To finish, the plan is to recreate a similar set up with the hammer in the MFR and the Mk1 Rapid as I have done with the R10′s, I will then report back and try to show a before and after comparison, im hoping I drop down from a pop lasting 1/10s to one lasting 1/100s like the R10′s are doing. Also…people always ask which silencer is best on a PCP, or what mods make them better, consider if the rifle has multiple hammer/valve strikes the silencer is working really very hard to mute the long duration sound..often the shot will sound like a short fart rather than a single pop. If you instead work on reducing the hammer strikes the silencer you use on the rifle will suddenly become way more efficient, the .25 here is now so quiet with a standard HW silencer its like i doubled the length of that silencer…

Now I just need to get the lathe rebuilt ;)

 

Happy tinkering :)

 

 

 

 

 

 

 

 

 

 

 

 

  • Hi Tony. How about an article on the HW99s .177 when the lathe is back up and running?
    ATB Dave

  • when i have the 99s exactly how I want it I will re strip it and get an article together, I want to machine up some grub screws into new transfer ports for some fine tuning and need the lathe for this. The lathe is just waiting for a new belt and machine a keyway into the motor pulley, the motor is turning now etc….ohh and i need to mount the remote start stop etc…so this week ;)

  • Hi Tony,

    An excellent read as always and thanks for crediting me for the work on the audio recording of the shot cycle – I’m glad you found the technique useful :)

    I developed this process myself and to the best of my knowledge I was the first to post about it on the ‘net; however this doesn’t mean I was the first, of course.

What you need to do:
[1] Answer these questions using the post about PCP rifle tuning:
(a) How long does the author hope the pop will last after the changes?
(b) What is the lathe waiting for?
(c) Which rifle does Dave suggest an article on?
[2] Return the passage of the post about PCP rifle tuning from "I developed this" to "first, of course.", copied word for word.

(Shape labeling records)
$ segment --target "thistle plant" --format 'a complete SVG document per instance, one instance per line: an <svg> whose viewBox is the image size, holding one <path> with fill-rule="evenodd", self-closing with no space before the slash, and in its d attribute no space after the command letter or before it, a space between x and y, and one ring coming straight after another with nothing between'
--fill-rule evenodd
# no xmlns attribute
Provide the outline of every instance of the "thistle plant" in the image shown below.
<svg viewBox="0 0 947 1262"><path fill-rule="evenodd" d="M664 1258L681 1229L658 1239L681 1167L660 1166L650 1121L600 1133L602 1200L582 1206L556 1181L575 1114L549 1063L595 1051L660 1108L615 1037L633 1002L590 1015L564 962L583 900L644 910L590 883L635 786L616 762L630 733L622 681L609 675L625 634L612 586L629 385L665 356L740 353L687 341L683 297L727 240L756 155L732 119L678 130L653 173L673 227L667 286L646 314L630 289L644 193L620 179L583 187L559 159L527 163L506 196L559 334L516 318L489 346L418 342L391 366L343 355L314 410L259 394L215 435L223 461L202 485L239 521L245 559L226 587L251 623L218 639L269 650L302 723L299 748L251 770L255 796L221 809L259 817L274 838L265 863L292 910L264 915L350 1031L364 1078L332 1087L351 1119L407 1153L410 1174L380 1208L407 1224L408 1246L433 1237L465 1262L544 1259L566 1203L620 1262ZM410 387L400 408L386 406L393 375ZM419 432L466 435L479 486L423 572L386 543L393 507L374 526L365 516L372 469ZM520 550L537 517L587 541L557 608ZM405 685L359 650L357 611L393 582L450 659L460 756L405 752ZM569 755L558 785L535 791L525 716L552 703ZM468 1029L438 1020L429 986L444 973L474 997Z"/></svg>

The answers:
[1]
(a) 1/100s
(b) A new belt and a keyway machined into the motor pulley
(c) The HW99s .177

[2]
I developed this process myself and to the best of my knowledge I was the first to post about it on the ‘net; however this doesn’t mean I was the first, of course.